Task =>
Could you reproduce all of the items below with every "expected layout" switched to "required format" and nothing else altered, leaving the pictures out of your answer?

Data entries =>
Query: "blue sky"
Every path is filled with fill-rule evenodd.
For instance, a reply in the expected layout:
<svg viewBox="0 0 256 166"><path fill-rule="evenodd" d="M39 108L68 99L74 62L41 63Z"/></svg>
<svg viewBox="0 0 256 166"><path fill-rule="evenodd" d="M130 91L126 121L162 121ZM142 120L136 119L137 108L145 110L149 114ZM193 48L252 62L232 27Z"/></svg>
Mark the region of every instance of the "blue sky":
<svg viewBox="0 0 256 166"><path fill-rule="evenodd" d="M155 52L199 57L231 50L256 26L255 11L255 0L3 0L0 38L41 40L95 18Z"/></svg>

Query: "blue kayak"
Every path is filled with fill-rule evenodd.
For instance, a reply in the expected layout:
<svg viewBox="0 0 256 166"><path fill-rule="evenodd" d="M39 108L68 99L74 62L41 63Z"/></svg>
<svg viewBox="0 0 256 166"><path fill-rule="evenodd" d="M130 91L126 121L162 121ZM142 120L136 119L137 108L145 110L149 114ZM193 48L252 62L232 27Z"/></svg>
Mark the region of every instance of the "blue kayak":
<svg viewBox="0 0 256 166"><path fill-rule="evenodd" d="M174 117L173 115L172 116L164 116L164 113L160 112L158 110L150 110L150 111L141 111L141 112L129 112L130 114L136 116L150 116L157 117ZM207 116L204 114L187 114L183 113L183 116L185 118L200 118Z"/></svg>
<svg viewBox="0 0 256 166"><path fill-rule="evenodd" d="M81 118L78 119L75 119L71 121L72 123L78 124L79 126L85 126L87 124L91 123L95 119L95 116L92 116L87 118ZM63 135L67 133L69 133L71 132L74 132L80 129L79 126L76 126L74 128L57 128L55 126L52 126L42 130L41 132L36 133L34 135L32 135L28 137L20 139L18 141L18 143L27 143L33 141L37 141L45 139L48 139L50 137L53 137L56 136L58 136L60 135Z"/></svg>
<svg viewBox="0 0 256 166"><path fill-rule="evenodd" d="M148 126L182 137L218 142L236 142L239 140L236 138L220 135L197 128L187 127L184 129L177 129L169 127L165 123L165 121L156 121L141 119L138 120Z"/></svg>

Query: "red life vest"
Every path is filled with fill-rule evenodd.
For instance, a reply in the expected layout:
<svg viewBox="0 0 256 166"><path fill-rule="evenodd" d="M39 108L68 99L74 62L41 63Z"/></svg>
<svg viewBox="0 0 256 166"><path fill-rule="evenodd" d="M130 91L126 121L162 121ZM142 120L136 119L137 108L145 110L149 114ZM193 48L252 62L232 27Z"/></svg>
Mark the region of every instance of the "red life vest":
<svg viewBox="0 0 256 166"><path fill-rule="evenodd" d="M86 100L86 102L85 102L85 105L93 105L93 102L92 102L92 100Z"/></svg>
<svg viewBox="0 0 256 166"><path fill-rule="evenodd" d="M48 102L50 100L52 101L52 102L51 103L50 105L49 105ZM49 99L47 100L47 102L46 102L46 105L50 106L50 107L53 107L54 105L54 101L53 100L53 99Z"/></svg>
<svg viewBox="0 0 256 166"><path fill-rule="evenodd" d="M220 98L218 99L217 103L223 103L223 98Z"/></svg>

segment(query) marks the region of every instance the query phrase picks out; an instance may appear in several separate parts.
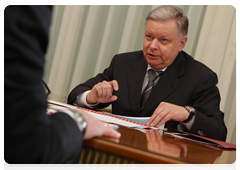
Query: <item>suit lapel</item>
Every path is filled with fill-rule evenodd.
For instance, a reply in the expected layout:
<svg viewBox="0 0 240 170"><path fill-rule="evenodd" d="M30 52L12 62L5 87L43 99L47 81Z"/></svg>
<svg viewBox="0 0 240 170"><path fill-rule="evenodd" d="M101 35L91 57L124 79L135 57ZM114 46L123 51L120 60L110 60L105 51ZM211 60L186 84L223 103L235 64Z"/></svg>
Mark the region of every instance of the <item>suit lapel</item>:
<svg viewBox="0 0 240 170"><path fill-rule="evenodd" d="M134 115L139 116L140 97L143 79L147 69L147 62L144 57L132 66L132 72L128 75L128 88L130 94L130 104Z"/></svg>
<svg viewBox="0 0 240 170"><path fill-rule="evenodd" d="M184 58L179 53L175 61L166 69L153 88L141 112L141 116L151 116L157 106L181 85L178 77L184 74Z"/></svg>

Reply =>
Query: "blue sky"
Every path is filled with fill-rule evenodd.
For instance, a reply in the required format:
<svg viewBox="0 0 256 166"><path fill-rule="evenodd" d="M39 108L68 99L74 62L41 63Z"/></svg>
<svg viewBox="0 0 256 166"><path fill-rule="evenodd" d="M130 91L126 121L162 121ZM142 120L136 119L137 108L145 110L149 114ZM193 48L252 62L232 27Z"/></svg>
Mark the region of every instance of the "blue sky":
<svg viewBox="0 0 256 166"><path fill-rule="evenodd" d="M155 52L199 57L231 50L256 26L255 11L255 0L3 0L0 38L41 40L95 18Z"/></svg>

Query: "blue kayak"
Every path is filled with fill-rule evenodd.
For instance, a reply in the required format:
<svg viewBox="0 0 256 166"><path fill-rule="evenodd" d="M39 108L68 99L74 62L41 63Z"/></svg>
<svg viewBox="0 0 256 166"><path fill-rule="evenodd" d="M130 91L126 121L162 121ZM142 120L136 119L137 108L145 110L149 114ZM193 48L252 62L232 27Z"/></svg>
Mark the region of every instance of the "blue kayak":
<svg viewBox="0 0 256 166"><path fill-rule="evenodd" d="M174 117L173 115L172 116L164 116L164 113L160 112L158 110L150 110L150 111L141 111L141 112L129 112L130 114L136 116L150 116L157 117ZM207 116L204 114L187 114L183 113L183 116L185 118L200 118Z"/></svg>
<svg viewBox="0 0 256 166"><path fill-rule="evenodd" d="M81 118L78 119L75 119L71 121L72 123L78 124L79 126L85 126L87 124L91 123L95 119L95 116L92 116L87 118ZM63 135L67 133L69 133L71 132L74 132L80 129L79 126L76 126L74 128L57 128L55 126L52 126L42 130L41 132L36 133L34 135L32 135L28 137L20 139L18 141L18 143L27 143L33 141L37 141L45 139L48 139L50 137L53 137L56 136L58 136L60 135Z"/></svg>
<svg viewBox="0 0 256 166"><path fill-rule="evenodd" d="M148 126L182 137L218 142L236 142L239 140L236 138L220 135L197 128L187 127L184 129L177 129L169 127L165 123L165 121L156 121L141 119L138 120Z"/></svg>

Query: "red life vest"
Every path is filled with fill-rule evenodd.
For instance, a reply in the required format:
<svg viewBox="0 0 256 166"><path fill-rule="evenodd" d="M39 108L68 99L74 62L41 63Z"/></svg>
<svg viewBox="0 0 256 166"><path fill-rule="evenodd" d="M130 91L126 121L162 121ZM142 120L136 119L137 108L145 110L149 114ZM193 48L252 62L232 27Z"/></svg>
Mark the region of every instance of the "red life vest":
<svg viewBox="0 0 256 166"><path fill-rule="evenodd" d="M86 100L86 102L85 102L85 105L93 105L93 102L92 102L92 100Z"/></svg>
<svg viewBox="0 0 256 166"><path fill-rule="evenodd" d="M48 102L50 100L52 101L52 102L51 103L50 105L49 105ZM49 99L47 100L47 102L46 102L46 105L50 106L50 107L53 107L54 105L54 101L53 100L53 99Z"/></svg>
<svg viewBox="0 0 256 166"><path fill-rule="evenodd" d="M220 98L218 99L217 103L223 103L223 98Z"/></svg>

segment(query) marks the region of every instance the query phrase picks out; an instance may appear in several separate parts.
Query: <item>suit lapel</item>
Every path is filled with fill-rule evenodd.
For instance, a reply in the required format:
<svg viewBox="0 0 240 170"><path fill-rule="evenodd" d="M30 52L12 62L5 87L43 99L47 81Z"/></svg>
<svg viewBox="0 0 240 170"><path fill-rule="evenodd" d="M101 35L91 57L124 79L135 57ZM114 46L123 51L120 60L110 60L105 51ZM211 60L186 84L223 103L235 64Z"/></svg>
Mark the region of every instance of the <item>suit lapel</item>:
<svg viewBox="0 0 240 170"><path fill-rule="evenodd" d="M134 115L139 116L140 97L143 79L147 69L147 62L144 57L132 66L132 72L128 75L128 88L130 94L130 104Z"/></svg>
<svg viewBox="0 0 240 170"><path fill-rule="evenodd" d="M184 58L179 53L175 61L166 69L153 88L141 112L141 116L151 116L157 106L181 85L178 77L184 74Z"/></svg>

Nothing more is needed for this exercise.